Text under study:
****************************************
We picked up the three Indian's (no, not Native Americans, Indians from India) today from the airport. Living Word has a project in India, it has for many years. It's a medical project along with a few other things. I have to be honest, I don't know much about our project there. Either way, these three people are ones that we know from this project and they have agreed to join us here in Ethiopia to do relief work. It's amazing really, that people who have so little would travel to another country to help those who have even less. It's a beautiful thing. One of the people, Dr. Sankar, was here with me last summer. He and I shared a room together. He truly is a wonderful person, very kind. This time his wife and another nurse came along, it was the two ladies first time out of India.
In less than 4 hours the other Americans will be arriving. We have been calling them "the others" for the past week or so. I often find myself referring to them as "the Americans", forgetting that (unfortunately sometimes) I am also an American. It's kind of funny actually, I am so used to seeing people with black skin that the other day when I was holding Frew's hand during prayer my white skin shocked me. Even my Ethiopian friends here have begun to tell me that I am becomming more Ethiopian than I am American. I only wish that I could stay longer to make it even more true.
****************************************
Activity list:
1 - In the blog post about relief work in Ethiopia, who came along with Dr. Sankar this time?
2 - Write the next few sentences of the blog post about relief work in Ethiopia, picking up after its final sentence.
The lines after this text come from a different source.

[Photo-based referring-expression data]
****************************************
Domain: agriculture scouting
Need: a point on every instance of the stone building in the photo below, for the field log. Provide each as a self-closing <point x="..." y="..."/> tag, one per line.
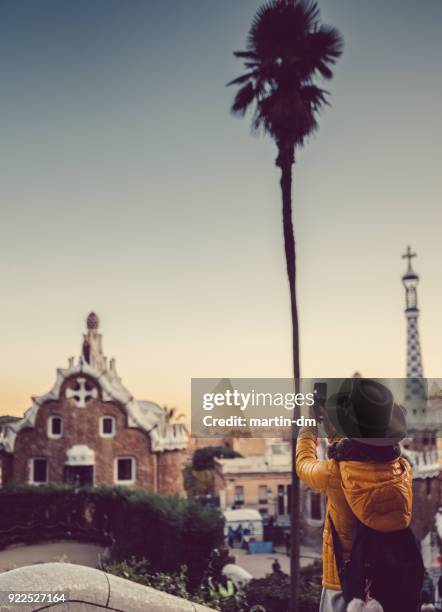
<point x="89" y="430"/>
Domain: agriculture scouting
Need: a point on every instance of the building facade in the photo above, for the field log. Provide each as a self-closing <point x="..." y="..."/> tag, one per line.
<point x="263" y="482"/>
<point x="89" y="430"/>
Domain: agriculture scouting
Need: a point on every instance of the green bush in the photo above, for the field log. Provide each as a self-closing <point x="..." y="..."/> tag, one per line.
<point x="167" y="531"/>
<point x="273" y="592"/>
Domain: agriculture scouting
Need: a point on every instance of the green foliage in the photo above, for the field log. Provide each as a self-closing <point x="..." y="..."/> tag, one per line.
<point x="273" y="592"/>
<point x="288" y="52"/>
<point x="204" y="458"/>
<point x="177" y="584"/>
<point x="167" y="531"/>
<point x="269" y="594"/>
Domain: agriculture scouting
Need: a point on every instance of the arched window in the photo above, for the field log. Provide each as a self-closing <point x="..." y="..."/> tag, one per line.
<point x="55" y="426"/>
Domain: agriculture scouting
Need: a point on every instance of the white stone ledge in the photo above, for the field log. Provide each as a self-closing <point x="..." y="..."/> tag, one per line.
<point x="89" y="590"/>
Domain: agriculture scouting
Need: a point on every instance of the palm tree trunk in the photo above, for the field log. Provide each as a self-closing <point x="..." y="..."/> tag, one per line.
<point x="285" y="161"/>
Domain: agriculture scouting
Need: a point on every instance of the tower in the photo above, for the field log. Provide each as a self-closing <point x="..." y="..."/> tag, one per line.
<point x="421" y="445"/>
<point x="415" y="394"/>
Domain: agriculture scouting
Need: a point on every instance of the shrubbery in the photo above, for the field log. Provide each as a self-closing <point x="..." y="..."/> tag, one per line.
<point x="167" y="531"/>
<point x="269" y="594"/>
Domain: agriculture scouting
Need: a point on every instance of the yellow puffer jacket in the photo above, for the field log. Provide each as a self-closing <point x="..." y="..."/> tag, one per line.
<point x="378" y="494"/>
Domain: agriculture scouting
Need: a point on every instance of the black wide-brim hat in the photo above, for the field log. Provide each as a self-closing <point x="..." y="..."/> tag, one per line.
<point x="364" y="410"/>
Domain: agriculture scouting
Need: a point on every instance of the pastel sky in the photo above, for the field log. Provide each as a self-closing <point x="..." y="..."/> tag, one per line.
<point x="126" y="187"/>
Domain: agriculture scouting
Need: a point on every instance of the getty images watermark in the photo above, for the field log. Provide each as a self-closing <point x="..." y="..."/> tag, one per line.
****************************************
Answers in order:
1 - His wife and another nurse.

2 -
Two of the Americans that are coming are very special people to me, mom and dad. I am very happy that they are coming. My dad was here with me in January and this will be my mom's first time. They haven't travelled in a long time, Ethiopia is quite the place to pick. I hope that they will enjoy it, actually I know that they will. How can you not enjoy a beautiful country, beautiful people, wonderful food and the best coffee in the world? I think it's impossible.
I have just over two weeks left, 16 days to be exact. I can't believe that my time is half over. I think that I will find it very hard to leave. I have become a part of this family, I have become a part of this culture and they both have become a part of me. How do you leave such a thing?
Well, I should rest now...I had to wake up rather early this morning to get to the airport...and I'll probably be up late with the others.